--- start of Information given ---

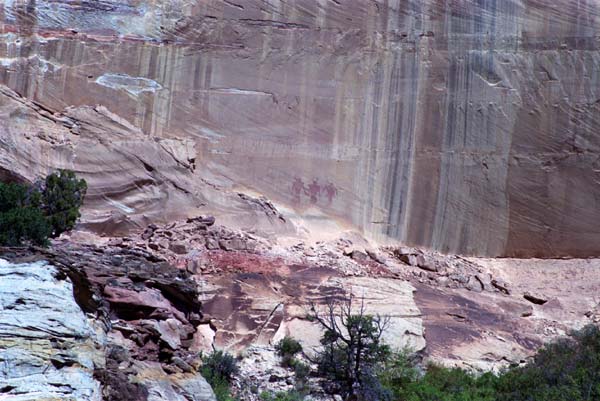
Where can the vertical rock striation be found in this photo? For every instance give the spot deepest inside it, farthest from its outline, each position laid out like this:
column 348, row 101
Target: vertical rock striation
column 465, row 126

--- end of Information given ---
--- start of Information given ---

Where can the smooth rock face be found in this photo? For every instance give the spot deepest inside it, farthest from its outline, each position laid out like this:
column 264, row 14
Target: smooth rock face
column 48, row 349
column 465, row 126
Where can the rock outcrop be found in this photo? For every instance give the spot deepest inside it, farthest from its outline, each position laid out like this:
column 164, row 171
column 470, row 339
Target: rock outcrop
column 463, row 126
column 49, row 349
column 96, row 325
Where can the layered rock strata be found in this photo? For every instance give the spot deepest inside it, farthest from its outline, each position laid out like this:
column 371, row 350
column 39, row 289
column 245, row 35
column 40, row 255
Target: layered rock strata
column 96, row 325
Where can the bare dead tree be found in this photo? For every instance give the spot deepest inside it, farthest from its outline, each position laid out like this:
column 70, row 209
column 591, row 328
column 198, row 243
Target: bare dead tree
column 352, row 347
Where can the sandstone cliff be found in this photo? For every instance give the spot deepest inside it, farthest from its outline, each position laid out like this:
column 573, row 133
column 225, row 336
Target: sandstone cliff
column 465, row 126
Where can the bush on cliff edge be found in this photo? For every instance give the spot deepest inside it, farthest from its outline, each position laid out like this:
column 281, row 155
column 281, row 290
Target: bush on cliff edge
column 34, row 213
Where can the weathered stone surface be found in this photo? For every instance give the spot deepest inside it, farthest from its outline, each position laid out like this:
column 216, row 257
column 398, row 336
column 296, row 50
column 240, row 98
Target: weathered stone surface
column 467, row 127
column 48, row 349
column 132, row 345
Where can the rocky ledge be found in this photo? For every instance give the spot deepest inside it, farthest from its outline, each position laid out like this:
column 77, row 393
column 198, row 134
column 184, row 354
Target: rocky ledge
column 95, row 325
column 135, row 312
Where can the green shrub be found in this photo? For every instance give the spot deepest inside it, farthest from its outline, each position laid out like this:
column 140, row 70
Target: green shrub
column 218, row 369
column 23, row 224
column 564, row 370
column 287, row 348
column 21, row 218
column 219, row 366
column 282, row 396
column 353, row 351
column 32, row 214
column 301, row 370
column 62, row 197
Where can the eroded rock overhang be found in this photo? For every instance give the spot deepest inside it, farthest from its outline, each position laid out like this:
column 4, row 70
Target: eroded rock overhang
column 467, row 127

--- end of Information given ---

Rewrite everything in the rows above from the line containing "Where can the weathered" down to the line containing "column 240, row 98", both lines included, as a numbered list with blank lines omitted.

1. Where can the weathered stone surface be found in this photo? For every instance give the spot deepest inside it, farthest from its outline, each position laid out like this:
2. column 216, row 257
3. column 398, row 336
4. column 296, row 50
5. column 240, row 98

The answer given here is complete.